EU plans mandatory cross-border rules to fight corporate tax evasion

Taxes should be paid to countries in which companies generate profit, Commsion says

European Commission Vice-President responsible for the Euro, Valdis Dombrovskis, announcing Commission tax plans during a press conference in Brussels on May 27, 2015.

European Commission Vice-President responsible for the Euro, Valdis Dombrovskis, announcing Commission tax plans during a press conference in Brussels on May 27, 2015.

In a bid to fight tax avoidance by international business behemoths like Amazon and Apple, the European Commission is proposing mandatory rules to make companies pay taxes to all the countries in which they generate profit.

The Commission on Wednesday unveiled plans to overhaul the European Union's outdated tax system, proposing that a link between taxation and the places where companies actually do business needs to be established, said Valdis Dombrovskis, Commission vice president responsible for economic and financial affairs.

International companies have been striking favorable tax deals with low-tax countries like Ireland and Luxembourg. The deals allow them to funnel profit through subsidiaries established there and avoid paying most corporate taxes in the EU.

## Exercises to complete
1) In the article on the EU tax plans, which two countries are named as low-tax countries where international companies struck favorable deals?
2) Do these statements agree with the article on the EU tax plans? Answer yes or no for each, quoting the words that decide it.
(a) The Commission unveiled its plans on a Wednesday.
(b) Valdis Dombrovskis is the Commission vice president responsible for competition.
(c) The Commission is proposing voluntary rules for companies.
3) Proceed with the article on the EU tax plans, writing on from its final sentence.
The lines under Dataset entries are separate material, not part of the article.

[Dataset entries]
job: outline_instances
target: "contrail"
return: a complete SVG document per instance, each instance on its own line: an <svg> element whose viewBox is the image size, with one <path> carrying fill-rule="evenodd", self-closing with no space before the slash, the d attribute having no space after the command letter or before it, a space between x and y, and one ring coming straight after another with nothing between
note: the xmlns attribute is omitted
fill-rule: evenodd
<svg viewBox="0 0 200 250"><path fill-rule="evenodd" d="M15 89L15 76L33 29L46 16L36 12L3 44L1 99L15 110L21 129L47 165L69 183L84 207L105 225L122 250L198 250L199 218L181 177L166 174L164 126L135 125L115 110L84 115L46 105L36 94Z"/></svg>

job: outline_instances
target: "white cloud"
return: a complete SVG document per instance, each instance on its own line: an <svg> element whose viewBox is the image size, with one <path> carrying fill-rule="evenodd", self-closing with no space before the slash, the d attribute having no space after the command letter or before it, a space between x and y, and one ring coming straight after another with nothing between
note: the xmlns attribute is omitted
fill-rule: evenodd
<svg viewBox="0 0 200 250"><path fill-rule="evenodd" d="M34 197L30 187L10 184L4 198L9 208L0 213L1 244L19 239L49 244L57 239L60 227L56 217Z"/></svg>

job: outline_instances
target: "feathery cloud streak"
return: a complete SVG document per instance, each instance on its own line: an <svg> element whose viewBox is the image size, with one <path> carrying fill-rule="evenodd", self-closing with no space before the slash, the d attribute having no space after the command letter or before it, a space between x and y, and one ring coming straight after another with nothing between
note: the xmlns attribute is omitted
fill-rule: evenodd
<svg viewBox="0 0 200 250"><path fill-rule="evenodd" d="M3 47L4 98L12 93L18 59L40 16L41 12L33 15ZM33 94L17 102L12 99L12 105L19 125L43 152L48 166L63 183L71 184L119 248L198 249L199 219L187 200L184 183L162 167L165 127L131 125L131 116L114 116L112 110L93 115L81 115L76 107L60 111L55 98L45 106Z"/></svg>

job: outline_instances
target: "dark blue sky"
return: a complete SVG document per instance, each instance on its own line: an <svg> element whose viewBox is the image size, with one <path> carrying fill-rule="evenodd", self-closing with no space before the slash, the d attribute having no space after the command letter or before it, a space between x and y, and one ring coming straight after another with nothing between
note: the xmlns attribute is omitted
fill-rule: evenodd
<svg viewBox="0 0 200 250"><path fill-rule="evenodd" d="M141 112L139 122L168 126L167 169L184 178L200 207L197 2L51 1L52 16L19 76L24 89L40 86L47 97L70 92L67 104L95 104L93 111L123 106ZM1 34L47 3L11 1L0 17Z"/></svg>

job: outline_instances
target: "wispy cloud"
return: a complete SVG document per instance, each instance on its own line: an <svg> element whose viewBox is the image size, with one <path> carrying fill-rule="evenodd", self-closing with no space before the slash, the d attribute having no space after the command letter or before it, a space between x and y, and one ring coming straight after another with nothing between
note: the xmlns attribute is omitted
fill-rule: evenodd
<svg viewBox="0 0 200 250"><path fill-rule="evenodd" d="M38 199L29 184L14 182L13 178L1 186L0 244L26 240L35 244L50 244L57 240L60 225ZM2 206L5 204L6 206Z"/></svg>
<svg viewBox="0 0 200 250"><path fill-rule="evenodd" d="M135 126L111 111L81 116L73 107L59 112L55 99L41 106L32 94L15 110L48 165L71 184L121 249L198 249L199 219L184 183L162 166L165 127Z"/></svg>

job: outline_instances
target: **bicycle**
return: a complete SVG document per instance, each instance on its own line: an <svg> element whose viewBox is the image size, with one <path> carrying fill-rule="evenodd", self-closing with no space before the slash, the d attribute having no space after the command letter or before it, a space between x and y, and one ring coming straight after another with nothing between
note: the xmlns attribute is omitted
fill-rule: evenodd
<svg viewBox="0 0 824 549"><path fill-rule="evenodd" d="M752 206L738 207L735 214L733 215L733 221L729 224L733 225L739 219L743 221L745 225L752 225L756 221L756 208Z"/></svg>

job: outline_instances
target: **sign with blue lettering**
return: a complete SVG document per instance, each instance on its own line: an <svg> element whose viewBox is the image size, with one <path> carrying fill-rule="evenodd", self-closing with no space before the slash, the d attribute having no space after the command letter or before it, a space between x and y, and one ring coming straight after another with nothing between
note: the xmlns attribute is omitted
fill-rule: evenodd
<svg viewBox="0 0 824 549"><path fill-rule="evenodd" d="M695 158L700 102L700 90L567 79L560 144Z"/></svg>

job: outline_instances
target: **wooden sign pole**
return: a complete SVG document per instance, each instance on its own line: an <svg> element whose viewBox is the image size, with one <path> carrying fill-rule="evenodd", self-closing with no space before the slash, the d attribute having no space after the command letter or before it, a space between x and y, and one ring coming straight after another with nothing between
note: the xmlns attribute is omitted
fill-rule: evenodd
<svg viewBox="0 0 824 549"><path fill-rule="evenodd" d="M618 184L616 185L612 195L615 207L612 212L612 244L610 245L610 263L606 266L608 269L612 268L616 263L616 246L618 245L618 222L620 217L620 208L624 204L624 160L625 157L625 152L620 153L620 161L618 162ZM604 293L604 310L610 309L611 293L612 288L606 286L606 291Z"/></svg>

## Exercise responses
1) Ireland and Luxembourg.

2)
(a) Yes: "The Commission on Wednesday unveiled plans"
(b) No: "Commission vice president responsible for economic and financial affairs"
(c) No: "the European Commission is proposing mandatory rules"

3)
To make sure that companies are taxed for all the profit they generate, the Commission wants to introduce a Common Consolidated Corporate Tax Base (CCCTB), said Dombrovskis. Since companies engaged in aggressive tax planning are unlikely to opt in to a voluntary system, the Commission proposes to make the system compulsory.

The CCCTB is a cornerstone of the Commission's new approach, but how exactly the system would work still needs to be determined, Dombrovskis said. The system, however, will build on a 2011 Commission plan that never became law.

The plan called for companies to consolidate profit and loss across the EU. Businesses would have to comply with one set of rules for computing tax instead of dealing with different regimes for every country. Companies active in more than one EU country would also only have to file a single tax return for all their EU activity.

EU countries in which a company is active would be entitled to a portion of its unified tax return. Determining how a company's tax payment would be divided, however, is a problem that still needs to be solved, said Dombrovskis.

The Commission already started an in-depth investigation into favorable and probably illegal tax deals struck by Apple in Ireland and Amazon in Luxembourg. The deals allegedly allowed the tech giants to gain an unfair economic advantage over other companies by paying less taxes.

Amazon on May 1 started booking retail revenue in several EU countries, but the Commission said Tuesday that it would continue its probe into the company's deal with Luxembourg.

The Commission, which in March proposed an "automatic" exchange of tax information among EU countries, is set to reveal detailed tax plans on June 17.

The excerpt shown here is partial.